Trecho para leitura:
╭──

Para o cientista político "não faz sentido" Rodrigo Maia ser articulador político de qualquer agenda do governo

Jair Bolsonaro: para o cientista político Sérgio Abranches, "quem tem de fazer articulação é o presidente e suas lideranças, e elas não estão dando demonstração de ter capacidade para essa articulação" (Esteban Garay/Reuters)

Jair Bolsonaro: para o cientista político Sérgio Abranches, "quem tem de fazer articulação é o presidente e suas lideranças, e elas não estão dando demonstração de ter capacidade para essa articulação" (Esteban Garay/Reuters)

EC

Estadão Conteúdo

Publicado em 24 de março de 2019 às 09h37.

Última atualização em 24 de março de 2019 às 09h39.

São Paulo - Passados quase três meses desde sua posse, o presidente Jair Bolsonaro não mostra forças para fazer uma "aglutinação" no Congresso, agravando a tensão entre Executivo e Legislativo, avalia o cientista político Sérgio Abranches.

╰──

Requisitos:
1 – No trecho sobre Bolsonaro e o Congresso, quanto tempo havia se passado desde a posse do presidente?
2 – Reproduza o trecho sobre Bolsonaro e o Congresso, começando em "São Paulo - Passados" e terminando em "político Sérgio Abranches.".
As linhas que vêm depois deste trecho não têm papel nesta parte.

Seção de dados:

╭──

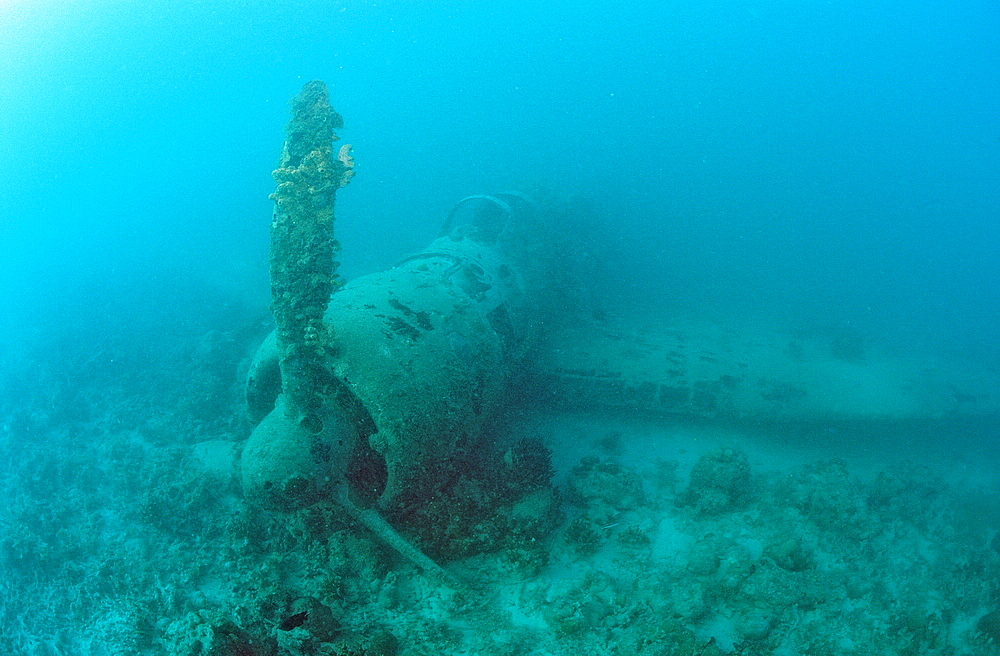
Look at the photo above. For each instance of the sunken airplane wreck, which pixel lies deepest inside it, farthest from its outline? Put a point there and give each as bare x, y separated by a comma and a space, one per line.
368, 393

╰──

Problemas resolvidos:
1 – Quase três meses.

2 –
São Paulo - Passados quase três meses desde sua posse, o presidente Jair Bolsonaro não mostra forças para fazer uma "aglutinação" no Congresso, agravando a tensão entre Executivo e Legislativo, avalia o cientista político Sérgio Abranches.